Given exercise: Reproduce verbatim the stretch of the campus dining text from "Purpose: To develop" through "be financed; etc.".

Text passage:
______________________________

Purpose: To develop a framework for all aspects of campus dining that will satisfy the needs and desires of the MIT Community.

Definition of framework: A general description of what dining should look like at MIT. It describes "big-picture" facets of a dining system, to include issues such as whether we should have a single contractor, multiple contractors, or another system for providers; what sorts of residential dining programs should be supported; how the complete dining system should be financed; etc.

History

The Institute Dining Review results largely from the work of the 1995-96 Committee on Student Affairs, which recommended the formation of a dining review group in its February 1996 report "Initial Report on Housing and Food Services at MIT." The report recommended the creation of a Food Service Working Group and an Advisory Board to oversee the group. The report also listed a series of objectives for the dining program, including (1) fostering citizenship development, (2) keeping the cost of on-campus food low, (3) providing nutritious food, (4) providing quick and convenient sources of food, and (5) providing opportunities for students to socialize and build a sense of community.

______________________________

Data section:
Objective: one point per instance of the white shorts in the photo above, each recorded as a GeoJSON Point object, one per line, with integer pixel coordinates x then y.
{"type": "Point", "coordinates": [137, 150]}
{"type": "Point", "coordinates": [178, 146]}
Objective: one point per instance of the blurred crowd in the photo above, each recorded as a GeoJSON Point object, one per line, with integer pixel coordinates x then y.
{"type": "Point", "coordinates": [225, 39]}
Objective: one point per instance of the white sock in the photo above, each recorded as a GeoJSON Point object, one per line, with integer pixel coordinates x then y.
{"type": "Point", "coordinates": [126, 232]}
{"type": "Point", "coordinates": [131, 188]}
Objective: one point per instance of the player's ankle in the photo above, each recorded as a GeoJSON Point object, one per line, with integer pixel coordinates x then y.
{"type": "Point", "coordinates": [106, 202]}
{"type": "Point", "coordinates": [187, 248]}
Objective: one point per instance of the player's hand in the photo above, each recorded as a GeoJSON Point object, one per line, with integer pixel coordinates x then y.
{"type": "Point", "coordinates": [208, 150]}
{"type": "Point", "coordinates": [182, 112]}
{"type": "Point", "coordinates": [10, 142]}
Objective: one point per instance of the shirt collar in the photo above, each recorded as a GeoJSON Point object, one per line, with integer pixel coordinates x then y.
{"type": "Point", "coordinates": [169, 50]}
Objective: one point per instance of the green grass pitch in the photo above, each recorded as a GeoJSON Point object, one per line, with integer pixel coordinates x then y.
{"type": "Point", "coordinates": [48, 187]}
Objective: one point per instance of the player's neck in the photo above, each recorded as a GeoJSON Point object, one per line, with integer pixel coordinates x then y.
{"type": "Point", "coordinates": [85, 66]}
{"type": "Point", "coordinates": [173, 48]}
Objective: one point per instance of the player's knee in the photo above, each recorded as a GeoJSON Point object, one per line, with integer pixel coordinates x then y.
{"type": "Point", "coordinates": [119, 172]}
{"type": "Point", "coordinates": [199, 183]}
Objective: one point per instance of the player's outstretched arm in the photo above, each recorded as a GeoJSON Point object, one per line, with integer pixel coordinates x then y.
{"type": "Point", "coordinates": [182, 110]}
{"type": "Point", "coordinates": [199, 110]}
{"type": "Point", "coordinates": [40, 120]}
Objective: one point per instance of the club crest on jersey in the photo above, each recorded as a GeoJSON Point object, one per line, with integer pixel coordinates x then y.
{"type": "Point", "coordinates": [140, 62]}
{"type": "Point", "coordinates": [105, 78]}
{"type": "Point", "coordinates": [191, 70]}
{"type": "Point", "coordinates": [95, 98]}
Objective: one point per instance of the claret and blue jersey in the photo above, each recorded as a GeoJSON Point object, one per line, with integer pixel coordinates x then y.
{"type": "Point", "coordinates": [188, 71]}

______________________________

Final answer:
Purpose: To develop a framework for all aspects of campus dining that will satisfy the needs and desires of the MIT Community.

Definition of framework: A general description of what dining should look like at MIT. It describes "big-picture" facets of a dining system, to include issues such as whether we should have a single contractor, multiple contractors, or another system for providers; what sorts of residential dining programs should be supported; how the complete dining system should be financed; etc.